Фрагмент источника |
Священник Христофор Хилл: «В хосписе молитва предельно простая»

Клирик храма великомученицы Екатерины на Всполье, ответственный за часовню Живоначальной Троицы при Первом Московском хосписе, протоиерей Христофор Хилл дал интервью порталу «Правмир».

Первый Московский хоспис укутан снегом. На улице холодно, но тем уютнее внутри, где клетчатые диваны, телевизор, кофе-чай, ласковый персонал и пациенты в инвалидных креслах. Из холла дверь ведет в часовню Святой Троицы, где уже 26 лет служит отец Христофор Хилл, англичанин и православный священник.

«У нас дверей нет»

— Я хорошо знаю хоспис летом, здесь очень хорошо. А зимой грустно, в сад не выйдешь. Наверное, летом вообще умирать легче?

— Может быть. Но чаще люди умирают зимой. Во-первых, зима в России дольше длится, чем лето. Во-вторых, погода, настроение печальное, темно на улице…

Мне самому в России нравится период, когда вот-вот наступит лето — конец апреля, май, когда все зеленеет, все свежо. И эти светлые вечера в мае, в июне — так хорошо! Потому что в июле уже есть предчувствие осени. Но, действительно, в теплое время года я часто причащаю людей в саду.

— Церковное служение в хосписе чем-то отличается от любого другого служения?

— Да, здесь надо больше подстраиваться. На приходе-то все в основном здоровые, а здесь потребности и возможности абсолютно другие. Я делаю незначительные сокращения в Литургии, поскольку у людей мало сил. У нас все предельно просто, певчих всего двое. Некоторые элементы, которые поются на обыкновенных приходах, здесь читаются. «Символ веры» и «Отче наш» мы произносим, а не поем, люди просто не в состоянии. Зато укладываемся минут в 50, максимум час, народ не так устает, может с радостью причащаться. Я даже проповедь успеваю прочесть, совсем коротенькую, не в стиле Иоанна Златоуста (смеется).

Перед чтением «Символа веры» в обыкновенной приходской практике диакон и священник говорит: «Двери, двери, премудростию вонмем», — и поют «Символ веры». Но у нас дверей нет, поэтому я обычно повторяю то, что священники говорят в этот момент в алтаре, обращаюсь к собравшимся и говорю: «Христос посреди нас». И те, кто присутствуют в храме (сегодня, например, у нас было человек десять), отвечают: «И есть и будет».

— Идеальная Литургия — простая, без пышности, ничего лишнего. Вы не думаете, что в чем-то она даже более настоящая, чем длинная полновесная служба?

Предоставленные данные |
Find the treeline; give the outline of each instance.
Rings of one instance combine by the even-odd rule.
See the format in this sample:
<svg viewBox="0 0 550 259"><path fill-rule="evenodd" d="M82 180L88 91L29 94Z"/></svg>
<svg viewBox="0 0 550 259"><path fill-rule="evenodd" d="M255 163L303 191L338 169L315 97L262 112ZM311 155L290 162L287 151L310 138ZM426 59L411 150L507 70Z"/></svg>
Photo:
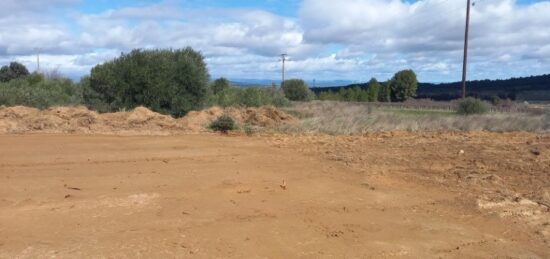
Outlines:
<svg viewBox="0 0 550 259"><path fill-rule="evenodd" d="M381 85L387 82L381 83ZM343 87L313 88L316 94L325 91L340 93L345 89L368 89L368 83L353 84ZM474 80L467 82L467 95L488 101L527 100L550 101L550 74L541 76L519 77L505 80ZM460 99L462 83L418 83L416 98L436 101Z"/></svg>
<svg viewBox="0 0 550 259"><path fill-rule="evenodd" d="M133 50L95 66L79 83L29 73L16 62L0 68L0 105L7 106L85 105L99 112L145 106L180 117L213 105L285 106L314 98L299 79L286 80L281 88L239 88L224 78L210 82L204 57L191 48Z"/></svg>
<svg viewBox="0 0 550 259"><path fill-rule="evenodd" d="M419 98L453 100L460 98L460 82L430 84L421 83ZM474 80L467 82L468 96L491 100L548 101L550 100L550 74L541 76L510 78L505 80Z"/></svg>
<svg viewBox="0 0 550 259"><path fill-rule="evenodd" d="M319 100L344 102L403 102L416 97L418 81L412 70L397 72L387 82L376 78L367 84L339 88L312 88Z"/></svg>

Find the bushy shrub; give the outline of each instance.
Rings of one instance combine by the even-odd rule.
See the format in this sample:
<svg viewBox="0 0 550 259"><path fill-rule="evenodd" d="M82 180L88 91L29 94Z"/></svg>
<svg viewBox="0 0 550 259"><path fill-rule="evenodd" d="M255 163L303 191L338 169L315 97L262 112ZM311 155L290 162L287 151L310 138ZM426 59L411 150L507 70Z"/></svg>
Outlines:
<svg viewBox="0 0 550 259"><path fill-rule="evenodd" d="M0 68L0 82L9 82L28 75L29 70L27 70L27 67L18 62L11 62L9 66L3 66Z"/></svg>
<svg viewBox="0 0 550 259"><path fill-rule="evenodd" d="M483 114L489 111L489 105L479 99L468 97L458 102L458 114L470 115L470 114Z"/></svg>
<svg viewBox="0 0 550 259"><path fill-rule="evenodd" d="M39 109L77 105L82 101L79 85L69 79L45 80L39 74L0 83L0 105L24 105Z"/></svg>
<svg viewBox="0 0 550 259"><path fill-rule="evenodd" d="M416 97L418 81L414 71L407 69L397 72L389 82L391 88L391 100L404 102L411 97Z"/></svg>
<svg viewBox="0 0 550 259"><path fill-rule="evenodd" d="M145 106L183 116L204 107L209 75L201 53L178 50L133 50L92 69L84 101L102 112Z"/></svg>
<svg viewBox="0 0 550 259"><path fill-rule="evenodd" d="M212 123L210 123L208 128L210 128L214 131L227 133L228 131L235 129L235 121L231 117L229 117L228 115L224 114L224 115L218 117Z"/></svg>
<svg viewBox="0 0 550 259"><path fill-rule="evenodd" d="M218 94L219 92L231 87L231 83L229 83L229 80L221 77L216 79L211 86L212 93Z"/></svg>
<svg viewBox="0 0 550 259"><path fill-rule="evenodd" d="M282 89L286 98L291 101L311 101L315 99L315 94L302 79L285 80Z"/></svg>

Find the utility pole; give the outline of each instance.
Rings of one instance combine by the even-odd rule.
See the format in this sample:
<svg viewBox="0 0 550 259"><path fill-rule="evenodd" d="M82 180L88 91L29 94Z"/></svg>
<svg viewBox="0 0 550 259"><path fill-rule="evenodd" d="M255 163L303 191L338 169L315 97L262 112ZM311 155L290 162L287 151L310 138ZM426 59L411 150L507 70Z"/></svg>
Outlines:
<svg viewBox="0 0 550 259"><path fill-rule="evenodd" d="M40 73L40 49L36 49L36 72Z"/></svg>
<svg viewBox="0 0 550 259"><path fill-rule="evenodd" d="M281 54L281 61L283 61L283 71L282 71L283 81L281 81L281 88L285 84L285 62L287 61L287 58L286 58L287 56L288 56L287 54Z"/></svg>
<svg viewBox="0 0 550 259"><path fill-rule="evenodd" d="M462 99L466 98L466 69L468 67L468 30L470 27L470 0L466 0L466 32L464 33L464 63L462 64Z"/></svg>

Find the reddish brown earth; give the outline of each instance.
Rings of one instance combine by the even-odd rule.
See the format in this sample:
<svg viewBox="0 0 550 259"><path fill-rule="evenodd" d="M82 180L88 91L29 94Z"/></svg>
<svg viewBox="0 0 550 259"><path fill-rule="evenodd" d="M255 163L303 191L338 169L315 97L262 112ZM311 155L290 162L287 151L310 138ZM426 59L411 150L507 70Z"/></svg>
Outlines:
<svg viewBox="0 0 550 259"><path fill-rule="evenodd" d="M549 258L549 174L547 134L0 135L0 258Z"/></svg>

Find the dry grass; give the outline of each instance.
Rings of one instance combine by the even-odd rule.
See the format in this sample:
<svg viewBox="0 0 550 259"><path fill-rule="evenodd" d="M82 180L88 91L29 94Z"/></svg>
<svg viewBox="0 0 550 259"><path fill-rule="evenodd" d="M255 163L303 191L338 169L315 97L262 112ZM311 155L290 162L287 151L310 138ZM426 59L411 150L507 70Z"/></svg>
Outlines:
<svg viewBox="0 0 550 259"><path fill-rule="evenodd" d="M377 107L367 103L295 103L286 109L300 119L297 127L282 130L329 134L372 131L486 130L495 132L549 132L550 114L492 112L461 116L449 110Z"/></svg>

Что сделать |
- a) Сколько лет отец Христофор Хилл служит в часовне Святой Троицы, согласно интервью?
- b) Перепишите из интервью отрывок между словами «Первый Московский хоспис» и «и православный священник.» включительно.
Данные к этой работе никакого отношения не имеют.

Ответы по заданиям |
- a) 26 лет.

- b)
Первый Московский хоспис укутан снегом. На улице холодно, но тем уютнее внутри, где клетчатые диваны, телевизор, кофе-чай, ласковый персонал и пациенты в инвалидных креслах. Из холла дверь ведет в часовню Святой Троицы, где уже 26 лет служит отец Христофор Хилл, англичанин и православный священник.